Fireworks of Freedom

Publisher's Note

It's easy for events like D-Day to fade into soft focus, losing their hard, defining edges. American independence has become a simple tale of Gen. Washington outbraving the British, while D-Day is often reduced to Gen. Eisenhower's genius plan.

To take in a fuller account as we celebrate our freedom, consider July 4, 1944 — 70 years ago exactly. In a camp just outside the village of Carentan, just a month after D-Day, American soldiers with the U.S. Army's 83rd Division were about to get their first taste of battle.

There's no record of whether the brass invoked the import of that particular day for American soldiers, but whatever personal thoughts ran through their heads, they knew their mission: to liberate the nearby village of Sainteny, then on to Berlin.

It did not go well. Theirs was among the first skirmishes in the three-week Battle of the Hedgerows. Germans dug in behind these massive fences of vegetation, launching their attacks, row by bloody row.

## SUPPLIED DATA
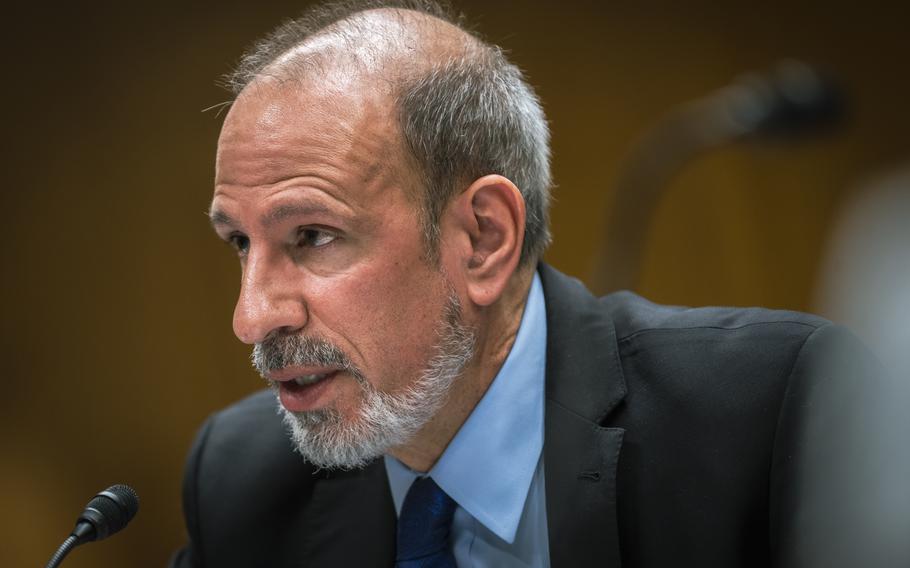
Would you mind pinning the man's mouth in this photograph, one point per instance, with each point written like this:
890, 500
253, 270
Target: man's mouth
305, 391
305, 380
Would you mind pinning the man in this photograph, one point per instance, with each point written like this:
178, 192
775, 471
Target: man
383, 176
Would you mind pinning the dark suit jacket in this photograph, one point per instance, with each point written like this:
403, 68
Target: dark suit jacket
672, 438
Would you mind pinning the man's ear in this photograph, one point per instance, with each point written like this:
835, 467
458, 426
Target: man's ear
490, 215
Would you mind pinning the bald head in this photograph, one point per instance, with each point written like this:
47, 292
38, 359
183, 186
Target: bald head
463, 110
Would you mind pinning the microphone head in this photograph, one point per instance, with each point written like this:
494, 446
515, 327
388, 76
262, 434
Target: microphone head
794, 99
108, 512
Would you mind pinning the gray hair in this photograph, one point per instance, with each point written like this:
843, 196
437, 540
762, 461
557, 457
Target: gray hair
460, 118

## PROBLEM STATEMENT
Please reproduce the publisher's note above on July 4, 1944 word for word, from its title through its final sentence.

## COMPLETE RESPONSE
Fireworks of Freedom

Publisher's Note

It's easy for events like D-Day to fade into soft focus, losing their hard, defining edges. American independence has become a simple tale of Gen. Washington outbraving the British, while D-Day is often reduced to Gen. Eisenhower's genius plan.

To take in a fuller account as we celebrate our freedom, consider July 4, 1944 — 70 years ago exactly. In a camp just outside the village of Carentan, just a month after D-Day, American soldiers with the U.S. Army's 83rd Division were about to get their first taste of battle.

There's no record of whether the brass invoked the import of that particular day for American soldiers, but whatever personal thoughts ran through their heads, they knew their mission: to liberate the nearby village of Sainteny, then on to Berlin.

It did not go well. Theirs was among the first skirmishes in the three-week Battle of the Hedgerows. Germans dug in behind these massive fences of vegetation, launching their attacks, row by bloody row.